Start of Selected text
Kuzu - Graph Database (original) (raw)

Kuzu implements a structured property graph model and requires a pre-defined schema.

Persistence

Kuzu supports both on-disk and in-memory modes of operation. The mode is determined at the time of creating the database, as explained below.

On-disk database

If you specify a database path when initializing a database, such as example.kuzu, Kuzu will operate in the on-disk mode. In this mode, Kuzu persists all data to disk at the given path. All transactions are logged to a Write-Ahead Log (WAL) and updates are periodically merged into the database files during checkpoints.

In-memory database

If you omit the database path, by specifying it as "" or :memory:, Kuzu will operate in the in-memory mode. In this mode, there are no writes to the WAL, and no data is persisted to disk. All data is lost when the process finishes.

Quick start

Ensure that you have installed Kuzu using the CLI or your preferred client API. Also download the example CSV files from our GitHub repo.


mkdir ./data/

curl -L -o ./data/city.csv https://raw.githubusercontent.com/kuzudb/kuzu/refs/heads/master/dataset/demo-db/csv/city.csv

curl -L -o ./data/user.csv https://raw.githubusercontent.com/kuzudb/kuzu/refs/heads/master/dataset/demo-db/csv/user.csv

curl -L -o ./data/follows.csv https://raw.githubusercontent.com/kuzudb/kuzu/refs/heads/master/dataset/demo-db/csv/follows.csv

curl -L -o ./data/lives-in.csv https://raw.githubusercontent.com/kuzudb/kuzu/refs/heads/master/dataset/demo-db/csv/lives-in.csv

In this example, we will create a graph with two node types, User and City, and two relationship types, Follows and LivesIn.

Because Kuzu is an embedded database, there are no servers to set up. You can simply import thekuzu module in your code and run queries on the database. The examples for different client APIs below demonstrate how to create a graph schema and import data into an on-disk Kuzu database.


import kuzu

def main():

    # Create an empty on-disk database and connect to it

    db = kuzu.Database("example.kuzu")

    conn = kuzu.Connection(db)

    # Create schema

    conn.execute("CREATE NODE TABLE User(name STRING PRIMARY KEY, age INT64)")
End of Selected text
• [Prompt a]
Between the line holding "trace --target white" and the end of the entries, inclusive, replace "weathered rock slab" with "weathered stone slab" and give those lines again with everything else unchanged. Leave the pictures out.
Start of Entries provided
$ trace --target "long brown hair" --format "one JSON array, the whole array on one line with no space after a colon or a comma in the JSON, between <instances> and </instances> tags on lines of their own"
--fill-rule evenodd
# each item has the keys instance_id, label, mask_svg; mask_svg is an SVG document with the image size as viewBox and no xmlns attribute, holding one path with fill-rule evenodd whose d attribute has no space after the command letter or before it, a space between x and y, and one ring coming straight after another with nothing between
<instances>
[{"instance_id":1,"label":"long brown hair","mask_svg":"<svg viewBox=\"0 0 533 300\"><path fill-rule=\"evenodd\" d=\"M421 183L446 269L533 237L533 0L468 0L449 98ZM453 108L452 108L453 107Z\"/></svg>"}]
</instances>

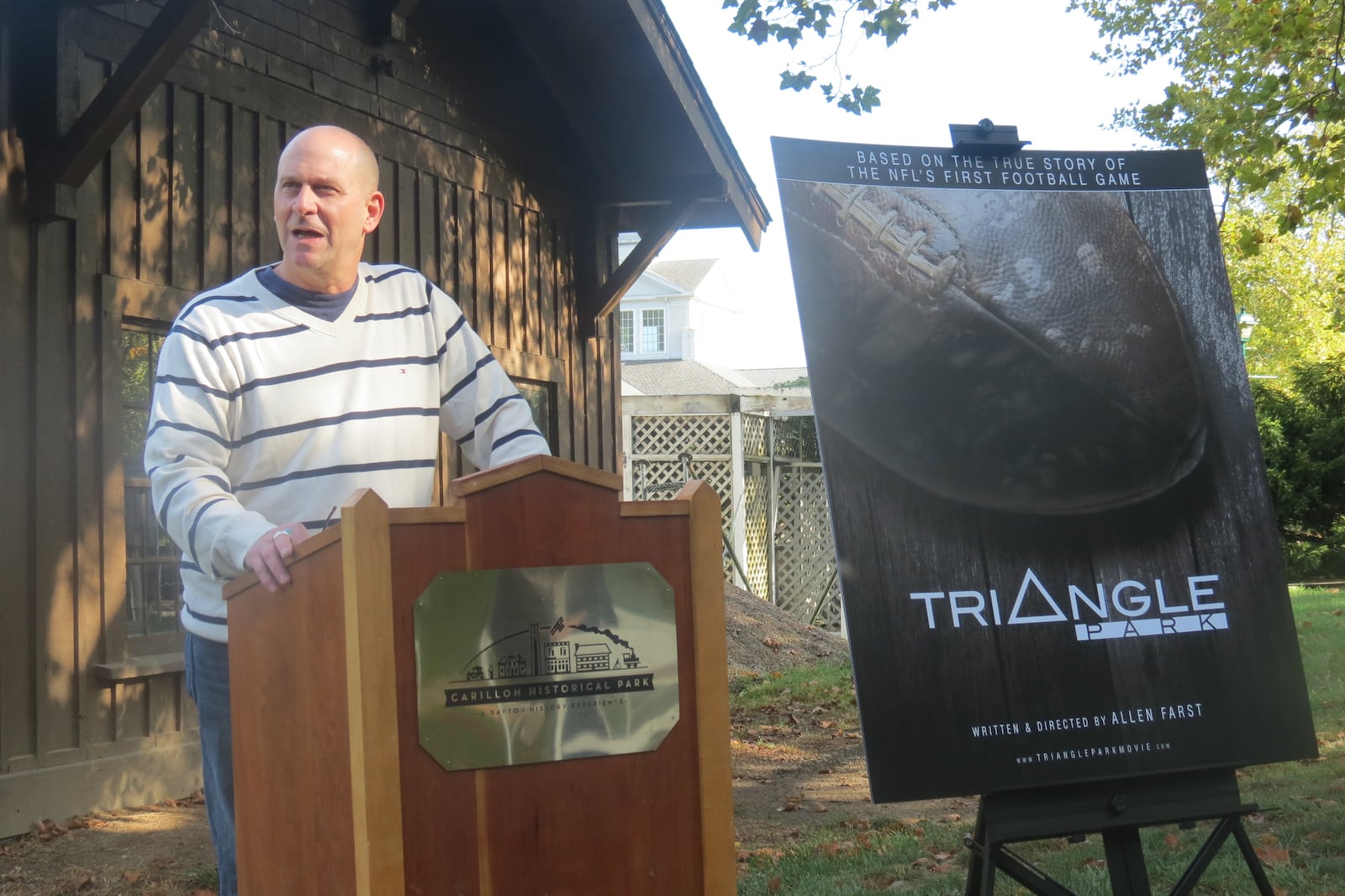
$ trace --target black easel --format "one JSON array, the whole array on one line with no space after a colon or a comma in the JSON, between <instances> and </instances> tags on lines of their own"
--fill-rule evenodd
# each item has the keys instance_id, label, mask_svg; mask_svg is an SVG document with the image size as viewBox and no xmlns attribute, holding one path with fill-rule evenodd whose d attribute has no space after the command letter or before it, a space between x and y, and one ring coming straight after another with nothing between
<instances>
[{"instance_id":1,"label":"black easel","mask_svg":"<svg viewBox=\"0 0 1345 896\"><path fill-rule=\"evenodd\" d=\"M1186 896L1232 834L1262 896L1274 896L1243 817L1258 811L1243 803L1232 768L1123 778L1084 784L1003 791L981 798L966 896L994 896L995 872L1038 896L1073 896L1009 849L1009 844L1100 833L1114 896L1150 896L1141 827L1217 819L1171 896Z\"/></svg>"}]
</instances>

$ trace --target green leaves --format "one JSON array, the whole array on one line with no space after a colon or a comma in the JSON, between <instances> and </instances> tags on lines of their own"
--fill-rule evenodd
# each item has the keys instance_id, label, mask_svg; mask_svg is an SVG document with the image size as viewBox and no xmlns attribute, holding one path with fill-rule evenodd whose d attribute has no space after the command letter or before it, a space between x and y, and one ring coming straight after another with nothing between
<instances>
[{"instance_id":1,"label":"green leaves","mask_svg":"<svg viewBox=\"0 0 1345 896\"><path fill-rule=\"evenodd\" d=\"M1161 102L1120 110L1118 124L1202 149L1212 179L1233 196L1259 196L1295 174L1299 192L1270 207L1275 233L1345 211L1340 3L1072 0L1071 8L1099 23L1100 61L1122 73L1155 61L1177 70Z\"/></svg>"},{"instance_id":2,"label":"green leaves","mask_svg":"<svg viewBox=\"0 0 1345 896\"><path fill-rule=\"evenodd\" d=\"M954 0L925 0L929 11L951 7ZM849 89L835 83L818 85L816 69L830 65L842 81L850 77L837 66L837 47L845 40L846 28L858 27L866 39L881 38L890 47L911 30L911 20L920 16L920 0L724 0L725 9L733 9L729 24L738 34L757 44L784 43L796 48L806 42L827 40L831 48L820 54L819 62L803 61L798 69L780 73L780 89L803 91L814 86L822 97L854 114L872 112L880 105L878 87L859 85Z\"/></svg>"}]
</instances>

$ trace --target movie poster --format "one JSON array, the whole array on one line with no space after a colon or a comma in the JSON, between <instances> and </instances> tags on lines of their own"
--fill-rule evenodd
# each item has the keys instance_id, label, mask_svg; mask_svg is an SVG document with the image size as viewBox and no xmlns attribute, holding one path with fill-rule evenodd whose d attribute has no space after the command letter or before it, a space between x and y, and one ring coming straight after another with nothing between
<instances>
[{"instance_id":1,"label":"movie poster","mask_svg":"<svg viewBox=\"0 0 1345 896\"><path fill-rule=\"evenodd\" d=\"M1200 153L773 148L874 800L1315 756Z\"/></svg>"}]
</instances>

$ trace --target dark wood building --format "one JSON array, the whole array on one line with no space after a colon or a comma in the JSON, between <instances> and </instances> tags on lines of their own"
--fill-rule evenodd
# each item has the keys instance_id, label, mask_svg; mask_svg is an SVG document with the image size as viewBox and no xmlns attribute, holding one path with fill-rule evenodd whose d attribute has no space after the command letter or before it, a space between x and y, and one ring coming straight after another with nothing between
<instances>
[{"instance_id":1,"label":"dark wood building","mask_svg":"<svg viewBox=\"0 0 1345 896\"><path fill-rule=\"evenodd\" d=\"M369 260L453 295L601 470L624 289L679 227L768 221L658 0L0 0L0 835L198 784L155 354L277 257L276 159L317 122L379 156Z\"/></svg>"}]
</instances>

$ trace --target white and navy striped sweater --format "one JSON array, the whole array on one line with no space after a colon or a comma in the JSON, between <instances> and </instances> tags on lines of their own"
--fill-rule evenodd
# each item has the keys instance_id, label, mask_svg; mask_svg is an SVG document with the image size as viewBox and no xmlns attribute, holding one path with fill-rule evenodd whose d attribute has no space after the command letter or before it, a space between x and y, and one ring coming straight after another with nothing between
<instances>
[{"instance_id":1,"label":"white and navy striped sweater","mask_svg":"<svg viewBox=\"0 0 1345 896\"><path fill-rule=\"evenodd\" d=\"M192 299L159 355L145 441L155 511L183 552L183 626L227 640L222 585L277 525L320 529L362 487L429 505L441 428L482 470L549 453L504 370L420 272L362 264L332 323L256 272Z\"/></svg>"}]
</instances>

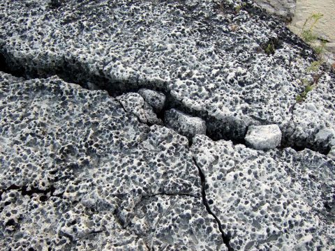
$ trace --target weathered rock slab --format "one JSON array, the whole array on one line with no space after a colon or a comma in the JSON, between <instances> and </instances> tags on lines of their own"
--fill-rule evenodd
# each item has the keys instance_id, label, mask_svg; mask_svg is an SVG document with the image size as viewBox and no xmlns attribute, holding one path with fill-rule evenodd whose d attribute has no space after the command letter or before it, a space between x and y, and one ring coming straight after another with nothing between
End of Entries provided
• [Prompt b]
Answer these questions from the Kuzu page:
(i) In on-disk mode, where are all transactions logged?
(ii) Which two node types does the example graph have?
(iii) What can the database path be given as to make Kuzu run in in-memory mode?

• [Response a]
$ trace --target white and navy striped sweater --format "one JSON array, the whole array on one line with no space after a colon or a comma in the JSON, between <instances> and </instances> tags on lines of their own"
--fill-rule evenodd
# each item has the keys instance_id, label, mask_svg; mask_svg is an SVG document with the image size as viewBox and no xmlns attribute, holding one path with fill-rule evenodd whose d attribute has no space after the command letter or before it, a space between x and y, and one ring coming straight after another with nothing between
<instances>
[{"instance_id":1,"label":"white and navy striped sweater","mask_svg":"<svg viewBox=\"0 0 1345 896\"><path fill-rule=\"evenodd\" d=\"M192 299L159 355L145 441L155 511L183 552L183 626L227 640L222 585L277 525L320 529L362 487L429 505L441 428L482 470L549 453L504 370L420 272L362 264L332 323L256 272Z\"/></svg>"}]
</instances>

$ trace --target weathered stone slab --format "one JSON array, the whole array on one line with no space after a colon or a comma in the JSON, between <instances> and </instances> tags on lines of their own"
--fill-rule evenodd
# each item has the keys instance_id, label, mask_svg; mask_svg is an SVG document with the image size as viewBox and no xmlns attribute, holding one path with fill-rule evenodd whose d attribute has no space after the command letter or before it, a space between x and y, and one ring coming straight after another with nothing between

• [Response b]
(i) To a Write-Ahead Log (WAL).
(ii) User and City.
(iii) "" or :memory: